-- start of Task data --
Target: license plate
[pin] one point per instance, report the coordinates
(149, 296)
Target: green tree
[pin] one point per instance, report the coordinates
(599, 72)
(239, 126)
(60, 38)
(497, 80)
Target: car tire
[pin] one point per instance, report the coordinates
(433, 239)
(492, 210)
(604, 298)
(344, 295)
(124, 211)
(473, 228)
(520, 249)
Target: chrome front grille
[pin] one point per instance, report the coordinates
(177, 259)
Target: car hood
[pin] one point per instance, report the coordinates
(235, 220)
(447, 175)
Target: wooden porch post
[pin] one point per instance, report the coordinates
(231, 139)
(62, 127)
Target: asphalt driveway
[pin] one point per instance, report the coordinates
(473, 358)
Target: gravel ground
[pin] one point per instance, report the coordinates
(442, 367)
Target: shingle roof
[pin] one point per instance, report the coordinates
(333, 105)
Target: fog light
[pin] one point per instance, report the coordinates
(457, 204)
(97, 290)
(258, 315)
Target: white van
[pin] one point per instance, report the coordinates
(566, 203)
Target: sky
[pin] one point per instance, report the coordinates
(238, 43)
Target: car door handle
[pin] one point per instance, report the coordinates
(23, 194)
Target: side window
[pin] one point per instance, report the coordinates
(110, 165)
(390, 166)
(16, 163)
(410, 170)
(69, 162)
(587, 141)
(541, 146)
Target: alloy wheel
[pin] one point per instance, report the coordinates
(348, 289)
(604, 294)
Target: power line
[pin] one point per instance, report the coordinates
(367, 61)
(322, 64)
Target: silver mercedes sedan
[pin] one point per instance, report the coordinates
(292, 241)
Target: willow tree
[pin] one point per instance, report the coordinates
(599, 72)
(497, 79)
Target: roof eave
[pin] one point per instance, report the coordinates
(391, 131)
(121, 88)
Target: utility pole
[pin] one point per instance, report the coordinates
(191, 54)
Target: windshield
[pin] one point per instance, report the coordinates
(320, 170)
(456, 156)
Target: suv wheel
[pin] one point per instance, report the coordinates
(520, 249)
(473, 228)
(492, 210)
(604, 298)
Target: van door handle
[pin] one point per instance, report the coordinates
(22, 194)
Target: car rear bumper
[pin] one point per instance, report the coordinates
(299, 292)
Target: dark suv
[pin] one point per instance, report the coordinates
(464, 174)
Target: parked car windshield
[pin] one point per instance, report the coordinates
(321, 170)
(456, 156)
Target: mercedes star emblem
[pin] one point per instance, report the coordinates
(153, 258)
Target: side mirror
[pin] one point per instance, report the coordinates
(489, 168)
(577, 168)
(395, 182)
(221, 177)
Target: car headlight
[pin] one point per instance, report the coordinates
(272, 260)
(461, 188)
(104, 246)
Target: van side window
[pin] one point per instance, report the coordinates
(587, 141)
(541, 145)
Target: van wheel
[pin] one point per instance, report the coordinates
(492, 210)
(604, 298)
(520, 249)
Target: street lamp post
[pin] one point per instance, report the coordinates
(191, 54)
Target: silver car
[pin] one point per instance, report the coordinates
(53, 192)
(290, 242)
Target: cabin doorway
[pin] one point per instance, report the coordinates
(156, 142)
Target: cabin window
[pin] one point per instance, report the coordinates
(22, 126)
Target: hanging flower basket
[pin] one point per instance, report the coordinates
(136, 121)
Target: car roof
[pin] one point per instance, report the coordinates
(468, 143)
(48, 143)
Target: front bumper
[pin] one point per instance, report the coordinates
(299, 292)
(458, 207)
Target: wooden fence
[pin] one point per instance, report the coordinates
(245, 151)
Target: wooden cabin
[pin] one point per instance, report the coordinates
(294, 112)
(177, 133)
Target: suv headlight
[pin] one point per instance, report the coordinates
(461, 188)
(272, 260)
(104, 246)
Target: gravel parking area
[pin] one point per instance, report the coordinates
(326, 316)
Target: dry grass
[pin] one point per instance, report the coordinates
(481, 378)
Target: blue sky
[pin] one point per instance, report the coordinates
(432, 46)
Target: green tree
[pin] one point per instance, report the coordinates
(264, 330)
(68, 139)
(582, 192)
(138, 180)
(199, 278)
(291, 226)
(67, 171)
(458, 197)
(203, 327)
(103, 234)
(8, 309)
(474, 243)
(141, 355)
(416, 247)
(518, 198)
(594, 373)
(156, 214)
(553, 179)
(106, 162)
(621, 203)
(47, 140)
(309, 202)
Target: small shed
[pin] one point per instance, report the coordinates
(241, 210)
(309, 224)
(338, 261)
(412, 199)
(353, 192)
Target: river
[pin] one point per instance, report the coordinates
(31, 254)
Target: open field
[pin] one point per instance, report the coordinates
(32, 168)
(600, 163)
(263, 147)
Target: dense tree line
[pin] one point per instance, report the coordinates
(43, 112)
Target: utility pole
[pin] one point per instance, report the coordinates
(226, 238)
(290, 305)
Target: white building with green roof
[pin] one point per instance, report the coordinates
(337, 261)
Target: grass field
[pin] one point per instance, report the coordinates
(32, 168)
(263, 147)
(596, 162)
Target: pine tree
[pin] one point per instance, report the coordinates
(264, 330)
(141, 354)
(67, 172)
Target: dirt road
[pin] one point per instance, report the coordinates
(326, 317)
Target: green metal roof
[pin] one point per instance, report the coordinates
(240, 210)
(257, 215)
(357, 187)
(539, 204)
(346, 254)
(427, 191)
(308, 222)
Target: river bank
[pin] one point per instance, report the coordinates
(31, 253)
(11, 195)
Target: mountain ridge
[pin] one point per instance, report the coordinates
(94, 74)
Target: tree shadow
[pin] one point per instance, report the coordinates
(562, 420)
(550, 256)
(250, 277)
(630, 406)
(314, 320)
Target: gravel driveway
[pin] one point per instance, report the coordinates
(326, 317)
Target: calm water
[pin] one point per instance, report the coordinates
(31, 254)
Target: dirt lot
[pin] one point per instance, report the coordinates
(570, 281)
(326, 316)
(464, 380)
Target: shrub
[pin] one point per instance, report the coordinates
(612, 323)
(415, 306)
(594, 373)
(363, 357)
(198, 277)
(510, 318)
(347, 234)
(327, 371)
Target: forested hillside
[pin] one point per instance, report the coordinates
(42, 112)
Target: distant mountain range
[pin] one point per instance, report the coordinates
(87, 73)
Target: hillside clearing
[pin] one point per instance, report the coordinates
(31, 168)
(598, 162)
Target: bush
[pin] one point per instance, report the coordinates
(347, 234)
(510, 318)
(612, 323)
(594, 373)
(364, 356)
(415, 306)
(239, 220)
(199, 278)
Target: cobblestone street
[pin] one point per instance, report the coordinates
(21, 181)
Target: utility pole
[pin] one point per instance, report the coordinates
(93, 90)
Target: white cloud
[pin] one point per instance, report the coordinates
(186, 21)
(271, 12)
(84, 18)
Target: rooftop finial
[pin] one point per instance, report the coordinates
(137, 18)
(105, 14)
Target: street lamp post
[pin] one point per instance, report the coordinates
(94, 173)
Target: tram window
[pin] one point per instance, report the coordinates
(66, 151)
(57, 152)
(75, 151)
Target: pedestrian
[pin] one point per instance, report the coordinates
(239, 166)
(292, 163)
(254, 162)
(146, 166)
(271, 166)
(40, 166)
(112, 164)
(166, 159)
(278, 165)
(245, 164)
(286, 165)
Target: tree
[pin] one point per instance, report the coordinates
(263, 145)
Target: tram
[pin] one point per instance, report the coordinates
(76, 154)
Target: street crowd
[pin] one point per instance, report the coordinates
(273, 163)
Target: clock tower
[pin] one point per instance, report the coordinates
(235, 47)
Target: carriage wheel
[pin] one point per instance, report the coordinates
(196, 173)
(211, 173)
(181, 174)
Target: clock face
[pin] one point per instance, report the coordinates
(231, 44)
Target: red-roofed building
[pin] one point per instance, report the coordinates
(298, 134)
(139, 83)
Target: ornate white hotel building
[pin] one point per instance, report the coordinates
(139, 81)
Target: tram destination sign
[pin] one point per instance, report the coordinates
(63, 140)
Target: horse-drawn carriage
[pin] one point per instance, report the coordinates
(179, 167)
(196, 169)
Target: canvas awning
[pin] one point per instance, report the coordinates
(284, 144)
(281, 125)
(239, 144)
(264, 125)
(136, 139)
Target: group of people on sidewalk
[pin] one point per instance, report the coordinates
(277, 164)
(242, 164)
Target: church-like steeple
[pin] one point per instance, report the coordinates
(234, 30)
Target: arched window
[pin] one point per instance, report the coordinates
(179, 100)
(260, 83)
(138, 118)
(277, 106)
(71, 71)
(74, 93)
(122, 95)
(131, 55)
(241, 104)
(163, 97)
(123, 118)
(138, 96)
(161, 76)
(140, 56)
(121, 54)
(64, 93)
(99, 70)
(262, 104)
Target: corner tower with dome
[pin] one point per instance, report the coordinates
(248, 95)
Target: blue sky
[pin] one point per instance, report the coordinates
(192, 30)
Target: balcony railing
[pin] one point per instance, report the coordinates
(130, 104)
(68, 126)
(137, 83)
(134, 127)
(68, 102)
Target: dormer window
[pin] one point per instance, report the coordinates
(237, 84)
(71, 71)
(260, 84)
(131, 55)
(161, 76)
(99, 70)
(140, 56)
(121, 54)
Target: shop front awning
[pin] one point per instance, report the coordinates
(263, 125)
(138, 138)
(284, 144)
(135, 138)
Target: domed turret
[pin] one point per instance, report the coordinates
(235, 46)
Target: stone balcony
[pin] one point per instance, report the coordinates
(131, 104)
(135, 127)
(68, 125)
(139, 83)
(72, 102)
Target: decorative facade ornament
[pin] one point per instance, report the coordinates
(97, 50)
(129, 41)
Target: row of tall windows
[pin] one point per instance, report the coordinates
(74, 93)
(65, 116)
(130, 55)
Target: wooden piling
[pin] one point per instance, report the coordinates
-- end of Task data --
→ **Exercise instructions**:
Return the line that contains "Target: dormer window" and all lines after it, verbatim, and nothing else.

→ **Reply**:
Target: dormer window
[pin] one point per instance, report the coordinates
(237, 84)
(71, 71)
(260, 84)
(131, 55)
(161, 76)
(99, 70)
(140, 56)
(121, 54)
Target: shop front awning
[pin] one point per instance, report the coordinates
(263, 125)
(138, 138)
(284, 144)
(135, 138)
Target: domed turret
[pin] one point per instance, report the coordinates
(235, 46)
Target: stone balcony
[pin] one point per instance, report the coordinates
(131, 104)
(135, 127)
(68, 125)
(139, 83)
(72, 102)
Target: decorative facade ornament
[pin] one point per instance, report the coordinates
(97, 50)
(129, 41)
Target: row of tall windows
[pin] one point per instance, report the coordinates
(74, 93)
(65, 116)
(130, 55)
Target: wooden piling
[pin] one point per instance, report the coordinates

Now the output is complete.